Your assignment: Copy verbatim the block of lines in the entries below whose first line contains "Target: suit sleeve" and whose last line contains "Target: white handlebar tape". Leave out all other lines.

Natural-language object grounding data
+++++
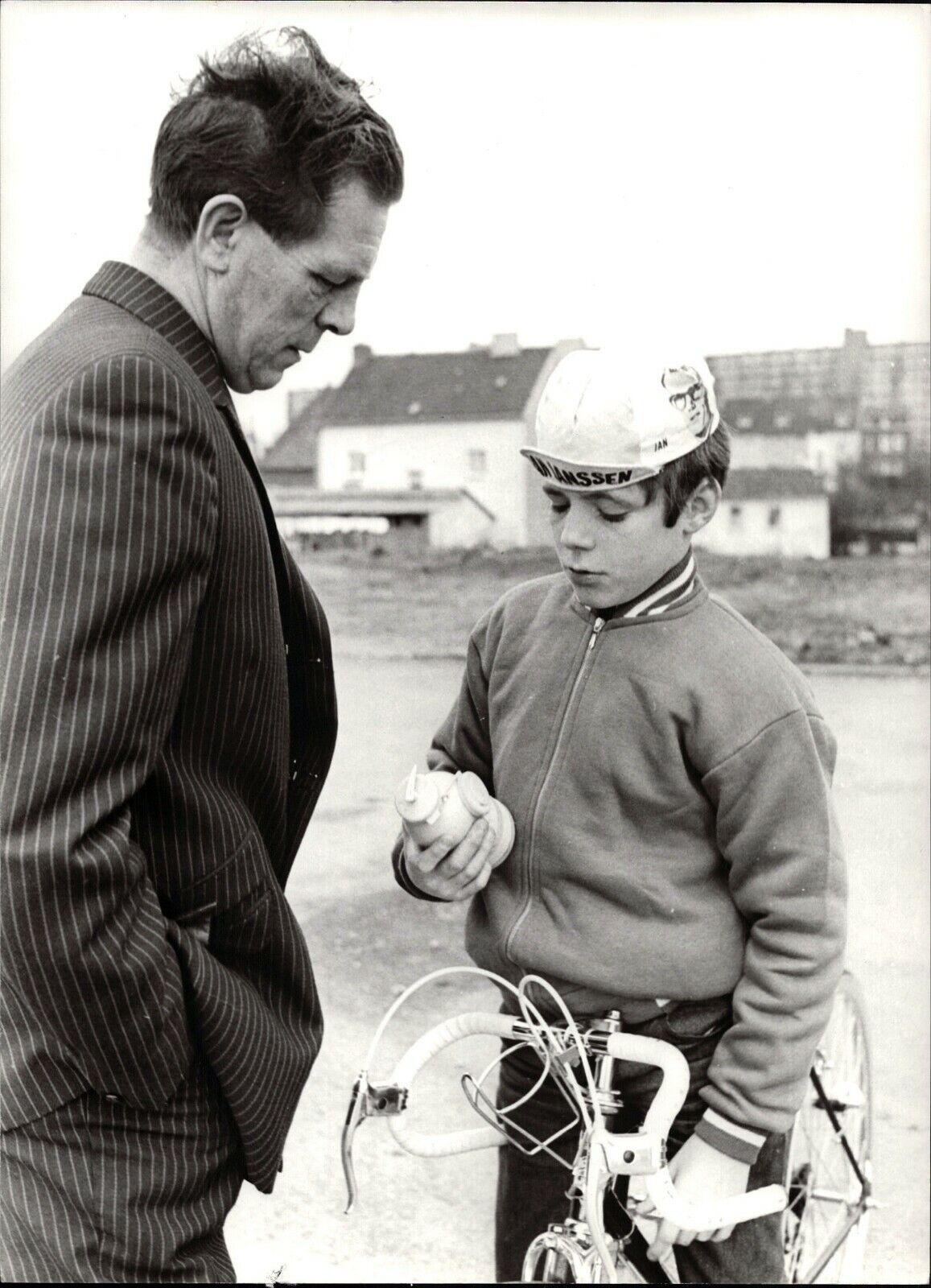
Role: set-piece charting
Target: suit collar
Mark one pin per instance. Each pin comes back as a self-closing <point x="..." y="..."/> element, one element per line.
<point x="152" y="304"/>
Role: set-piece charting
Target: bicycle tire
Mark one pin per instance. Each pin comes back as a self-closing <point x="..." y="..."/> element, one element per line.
<point x="821" y="1179"/>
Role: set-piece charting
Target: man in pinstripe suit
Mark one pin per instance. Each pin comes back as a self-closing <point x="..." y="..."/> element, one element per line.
<point x="167" y="705"/>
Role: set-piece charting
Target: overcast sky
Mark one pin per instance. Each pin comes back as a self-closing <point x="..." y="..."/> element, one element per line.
<point x="751" y="175"/>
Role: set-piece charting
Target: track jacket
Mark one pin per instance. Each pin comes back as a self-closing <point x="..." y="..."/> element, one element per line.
<point x="669" y="776"/>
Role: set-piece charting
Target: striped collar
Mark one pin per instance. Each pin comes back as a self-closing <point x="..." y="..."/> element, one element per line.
<point x="673" y="590"/>
<point x="152" y="304"/>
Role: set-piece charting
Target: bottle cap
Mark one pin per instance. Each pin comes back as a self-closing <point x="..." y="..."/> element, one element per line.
<point x="418" y="798"/>
<point x="474" y="794"/>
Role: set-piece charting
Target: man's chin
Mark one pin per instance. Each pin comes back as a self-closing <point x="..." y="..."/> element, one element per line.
<point x="254" y="380"/>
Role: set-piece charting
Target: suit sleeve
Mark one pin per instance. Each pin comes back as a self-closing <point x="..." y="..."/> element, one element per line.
<point x="779" y="837"/>
<point x="460" y="744"/>
<point x="109" y="530"/>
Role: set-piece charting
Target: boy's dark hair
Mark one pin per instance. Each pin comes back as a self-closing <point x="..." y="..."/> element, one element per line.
<point x="278" y="130"/>
<point x="680" y="478"/>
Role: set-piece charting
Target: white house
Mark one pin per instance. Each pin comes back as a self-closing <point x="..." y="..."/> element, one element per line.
<point x="795" y="433"/>
<point x="770" y="512"/>
<point x="433" y="437"/>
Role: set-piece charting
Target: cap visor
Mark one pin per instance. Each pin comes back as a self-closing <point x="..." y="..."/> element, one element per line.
<point x="581" y="477"/>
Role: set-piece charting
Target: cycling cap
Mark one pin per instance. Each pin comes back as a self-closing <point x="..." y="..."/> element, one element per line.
<point x="607" y="420"/>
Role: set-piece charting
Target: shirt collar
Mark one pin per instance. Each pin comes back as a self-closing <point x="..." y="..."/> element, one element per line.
<point x="671" y="590"/>
<point x="152" y="304"/>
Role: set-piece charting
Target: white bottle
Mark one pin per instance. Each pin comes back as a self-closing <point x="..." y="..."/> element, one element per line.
<point x="443" y="804"/>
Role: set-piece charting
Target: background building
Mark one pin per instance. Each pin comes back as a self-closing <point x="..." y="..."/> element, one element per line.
<point x="416" y="450"/>
<point x="888" y="386"/>
<point x="770" y="512"/>
<point x="428" y="441"/>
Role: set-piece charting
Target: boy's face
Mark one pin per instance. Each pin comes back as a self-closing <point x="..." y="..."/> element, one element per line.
<point x="613" y="545"/>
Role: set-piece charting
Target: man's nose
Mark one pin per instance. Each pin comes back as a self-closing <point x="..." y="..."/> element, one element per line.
<point x="339" y="312"/>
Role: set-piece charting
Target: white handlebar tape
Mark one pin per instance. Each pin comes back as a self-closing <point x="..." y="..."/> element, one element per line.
<point x="673" y="1064"/>
<point x="660" y="1117"/>
<point x="711" y="1216"/>
<point x="437" y="1144"/>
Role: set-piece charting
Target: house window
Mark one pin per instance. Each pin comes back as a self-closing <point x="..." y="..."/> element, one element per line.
<point x="478" y="461"/>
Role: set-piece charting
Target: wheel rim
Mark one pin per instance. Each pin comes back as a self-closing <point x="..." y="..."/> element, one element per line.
<point x="823" y="1187"/>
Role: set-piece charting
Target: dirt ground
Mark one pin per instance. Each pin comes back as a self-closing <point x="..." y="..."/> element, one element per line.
<point x="430" y="1221"/>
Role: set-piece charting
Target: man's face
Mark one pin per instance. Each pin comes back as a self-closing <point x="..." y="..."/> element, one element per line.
<point x="688" y="394"/>
<point x="613" y="545"/>
<point x="274" y="302"/>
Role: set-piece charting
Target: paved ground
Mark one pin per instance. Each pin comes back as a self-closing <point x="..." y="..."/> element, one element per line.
<point x="429" y="1221"/>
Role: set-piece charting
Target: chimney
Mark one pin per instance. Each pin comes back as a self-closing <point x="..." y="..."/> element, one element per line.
<point x="854" y="339"/>
<point x="504" y="345"/>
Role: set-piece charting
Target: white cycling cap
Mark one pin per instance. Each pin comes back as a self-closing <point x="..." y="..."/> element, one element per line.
+++++
Reply:
Target: suit sleeve
Mark one pin per instance. Each pin comes back as a self-closing <point x="..." y="..."/> element, one element per line.
<point x="779" y="837"/>
<point x="460" y="744"/>
<point x="109" y="530"/>
Role: set-piece charting
Target: boy's dark hair
Mark one pin per instance. Each pin comes back as a self-closing <point x="..." y="..."/> element, one element per line.
<point x="278" y="130"/>
<point x="680" y="478"/>
Role: set-piece charting
Target: white house
Mark one pin per instance. Each pin comes back as a self-closing <point x="..." y="..."/> element, one element per line.
<point x="795" y="433"/>
<point x="770" y="512"/>
<point x="433" y="437"/>
Role: set-piece charting
Target: cap visor
Mark one pin per instance. Each pin comes back as a self-closing <point x="..." y="..."/> element, one element per line.
<point x="581" y="477"/>
Role: set-piece charting
Target: cycling cap
Mark one pin per instance. Each pin comes back as a self-closing <point x="..." y="..."/> element, one element per line.
<point x="607" y="420"/>
Role: set-piece charting
Target: shirt collar
Mark one pin per instance. Each pin comes back as a self-closing <point x="..." y="..."/> element, one element per line.
<point x="671" y="590"/>
<point x="152" y="304"/>
Role: set-piece charting
Target: white bottle
Mark one pin per instance. Each pin comes back as a self-closing <point x="..." y="..."/> element, one element per line.
<point x="443" y="804"/>
Role: set-piece charting
Target: background building
Mark one pin per instance. Each pin comes back as a self-closing <point x="..." y="..."/> element, one element per line.
<point x="416" y="450"/>
<point x="888" y="386"/>
<point x="770" y="512"/>
<point x="428" y="441"/>
Role: set-piece charting
Target: boy's face
Mark one pin per instance. Each pin comes back as a self-closing <point x="..." y="..."/> element, one element per line.
<point x="613" y="545"/>
Role: set-piece charting
Target: man's nose
Mark one pin per instance. Each pin comes back as a self-closing <point x="..." y="..."/> element, one element per line.
<point x="339" y="312"/>
Role: set-piece charting
Target: white handlebar tape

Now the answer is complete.